_ENTRIES SHOWN_.

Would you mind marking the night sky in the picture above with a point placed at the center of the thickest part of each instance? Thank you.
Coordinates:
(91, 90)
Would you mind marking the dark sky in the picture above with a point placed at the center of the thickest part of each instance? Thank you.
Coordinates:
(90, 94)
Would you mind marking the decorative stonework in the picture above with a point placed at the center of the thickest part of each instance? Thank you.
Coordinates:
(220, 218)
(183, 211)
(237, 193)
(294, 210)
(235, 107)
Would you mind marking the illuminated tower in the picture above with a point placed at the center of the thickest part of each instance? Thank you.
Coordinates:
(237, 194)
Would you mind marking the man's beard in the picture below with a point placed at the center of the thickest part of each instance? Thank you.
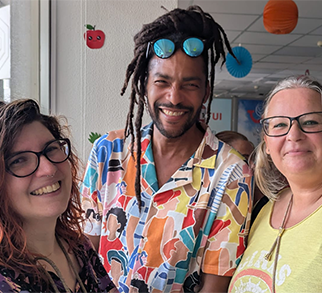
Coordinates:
(191, 120)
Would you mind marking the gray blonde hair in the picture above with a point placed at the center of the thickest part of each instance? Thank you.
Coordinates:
(268, 178)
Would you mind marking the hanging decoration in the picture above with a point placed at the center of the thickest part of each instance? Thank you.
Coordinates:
(280, 16)
(241, 67)
(94, 38)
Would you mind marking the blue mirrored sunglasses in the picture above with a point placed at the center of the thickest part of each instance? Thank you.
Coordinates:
(164, 48)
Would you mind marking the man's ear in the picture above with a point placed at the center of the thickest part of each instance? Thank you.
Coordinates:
(207, 93)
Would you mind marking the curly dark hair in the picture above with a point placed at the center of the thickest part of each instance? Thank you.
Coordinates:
(177, 25)
(14, 253)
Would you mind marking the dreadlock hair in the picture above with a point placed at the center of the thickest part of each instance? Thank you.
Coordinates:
(176, 24)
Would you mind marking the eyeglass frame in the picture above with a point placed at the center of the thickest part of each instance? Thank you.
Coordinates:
(39, 154)
(151, 45)
(262, 121)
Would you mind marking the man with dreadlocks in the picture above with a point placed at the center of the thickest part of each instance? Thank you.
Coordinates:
(186, 195)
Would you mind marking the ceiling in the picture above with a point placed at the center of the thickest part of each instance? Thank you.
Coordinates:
(274, 56)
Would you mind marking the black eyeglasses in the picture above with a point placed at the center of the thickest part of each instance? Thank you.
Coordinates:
(25, 163)
(281, 125)
(164, 48)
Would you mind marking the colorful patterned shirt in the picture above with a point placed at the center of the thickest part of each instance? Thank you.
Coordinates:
(198, 220)
(92, 274)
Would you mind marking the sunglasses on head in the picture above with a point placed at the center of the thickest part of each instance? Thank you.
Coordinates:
(164, 48)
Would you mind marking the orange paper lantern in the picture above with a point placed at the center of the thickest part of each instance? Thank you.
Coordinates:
(280, 16)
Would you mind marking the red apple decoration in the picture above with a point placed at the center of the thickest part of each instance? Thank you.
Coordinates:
(94, 38)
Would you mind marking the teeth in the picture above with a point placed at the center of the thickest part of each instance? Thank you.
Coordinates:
(172, 113)
(46, 189)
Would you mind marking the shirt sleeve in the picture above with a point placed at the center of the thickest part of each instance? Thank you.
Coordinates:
(90, 193)
(228, 234)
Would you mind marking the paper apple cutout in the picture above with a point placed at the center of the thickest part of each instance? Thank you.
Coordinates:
(94, 38)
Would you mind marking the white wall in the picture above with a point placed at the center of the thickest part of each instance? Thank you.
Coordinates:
(88, 82)
(24, 49)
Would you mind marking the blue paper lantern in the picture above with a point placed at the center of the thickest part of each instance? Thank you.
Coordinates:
(241, 67)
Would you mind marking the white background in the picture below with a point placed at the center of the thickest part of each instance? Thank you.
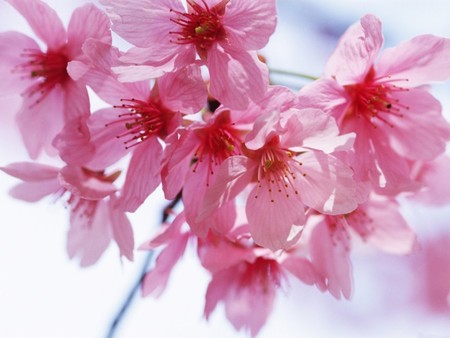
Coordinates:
(43, 294)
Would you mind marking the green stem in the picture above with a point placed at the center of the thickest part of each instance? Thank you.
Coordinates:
(286, 72)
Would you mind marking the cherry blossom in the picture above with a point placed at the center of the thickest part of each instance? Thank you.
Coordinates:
(224, 34)
(90, 197)
(50, 96)
(384, 102)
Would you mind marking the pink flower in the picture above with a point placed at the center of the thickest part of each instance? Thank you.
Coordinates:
(224, 34)
(89, 195)
(385, 103)
(377, 222)
(50, 96)
(191, 160)
(139, 119)
(246, 278)
(174, 239)
(433, 178)
(287, 166)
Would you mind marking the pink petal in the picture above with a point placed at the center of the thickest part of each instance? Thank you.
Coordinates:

_TASK INSTRUCTIONS_. Write the data above out again exactly, minus its pictures.

_OUTPUT OF THE TASK_.
Would you mind marking the night sky in the picture above with a point placed at the center of the thickest part of each instance? Thank you.
Coordinates:
(91, 90)
Would you mind marking the dark sky in the picture above with a point placed at the center of the thickest part of each instance? Thank you.
Coordinates:
(90, 94)
Would you mind marking the decorative stonework in the picture above with a point placed at the center of the thickest part of each instance? Thank you.
Coordinates:
(220, 218)
(183, 211)
(237, 193)
(294, 210)
(235, 107)
Would you mind marking the illuminated tower in the picture above with a point placed at the center of the thickest part of each instance? Thank you.
Coordinates:
(237, 194)
Would you mind marking the man's beard in the picture below with a point placed at the center of the thickest part of each instance? Thank you.
Coordinates:
(191, 120)
Would you mind marking the gray blonde hair in the picture above with a point placed at the center of the thickest part of each instance? Thank you.
Coordinates:
(268, 178)
Would you mind marking the hanging decoration in the picture above with a point placed at the center of the thickest part of each instance? Thank you.
Coordinates:
(280, 16)
(241, 67)
(94, 38)
Would you mind marking the blue mirrored sunglasses in the picture above with a point placed at the center of the thickest part of each instance? Thank you.
Coordinates:
(164, 48)
Would you mind marking the man's ear in the picture above with a point placed at the center of the thickest part of each instance? Thank you.
Coordinates:
(207, 93)
Would you mind marking the curly dark hair in the picture above with a point placed at the center of the thickest part of each instance? Thank you.
Coordinates:
(177, 25)
(14, 253)
Would you mind marking the dreadlock hair in the picture above with a point placed at the center of the thickest part of each instance? Thank you.
Coordinates:
(176, 24)
Would you mind marking the eyeglass frame in the picture above with a point placed at the center of the thickest part of each instance? Thank you.
Coordinates:
(39, 154)
(151, 45)
(262, 121)
Would you mind marking the man with dreadlocks in the picture above with a point placed at the center of the thickest part of each instance? Thank you.
Coordinates:
(186, 195)
Would you mind marking the ceiling in the picture above with a point placed at the center of the thickest part of each instance? Thank you.
Coordinates:
(274, 56)
Would you mind marking the black eyeglasses in the picture above with a point placed at the center of the thickest part of each instance? Thank you.
Coordinates:
(25, 163)
(281, 125)
(164, 48)
Would you mind marking the colorful patterned shirt in the picture above with a point placed at the center of the thickest part of each instance? Thank you.
Coordinates:
(198, 220)
(92, 274)
Would you mind marking the sunglasses on head in the picture above with a point placed at the center of the thickest part of each instance? Thank you.
Coordinates:
(164, 48)
Would you mind marking the orange paper lantern in the picture above with a point placed at the center of the thickest part of each instance? Thank you.
Coordinates:
(280, 16)
Would you mind marking the red apple decoration in the picture above with a point placed at the center of the thickest part of each instance? Thank you.
Coordinates:
(94, 38)
Would you mind marking the teeth in the picture above with a point placed at the center of the thickest part of each instance? Thank you.
Coordinates:
(172, 113)
(46, 189)
Would you mind marking the shirt sleeve in the picture above with a point placed at the center of the thickest part of each instance? Thank you.
Coordinates:
(90, 193)
(228, 234)
Would you mind marking the paper apple cutout in the picture above with a point placed at the center of the thickest part of each instance? Thank you.
Coordinates:
(94, 38)
Would you mind marking the white wall in the picture above with a point placed at the center of the thickest part of each instance? Thank you.
Coordinates:
(88, 82)
(24, 49)
Would you mind marking the blue paper lantern in the picture above with a point placed at the center of the thickest part of each instance? Thank you.
Coordinates:
(241, 67)
Would you mind marking the white background in the picture below with a point placed at the center of the thickest part of each instance? Thank you.
Coordinates:
(43, 294)
Would you mind marking the green stem in the picture above with a point placed at the center of the thickest part of each instance? Thank you.
Coordinates:
(286, 72)
Would you mind marking the cherry blossom in the picture above with a point placed at the center of the thickest part of each instance? Thank you.
Coordinates:
(224, 34)
(90, 197)
(50, 96)
(384, 102)
Would you mind marking the pink flower in the picture above with a point placed at the center of the thickest part of each instance? Thank you.
Coordinates:
(224, 34)
(89, 195)
(385, 103)
(377, 222)
(50, 96)
(191, 160)
(139, 119)
(246, 278)
(174, 239)
(433, 178)
(287, 166)
Would you mind marking the pink petal in the picture above with a point placed at the center of the thickest part of each instance? Thank you.
Coordinates:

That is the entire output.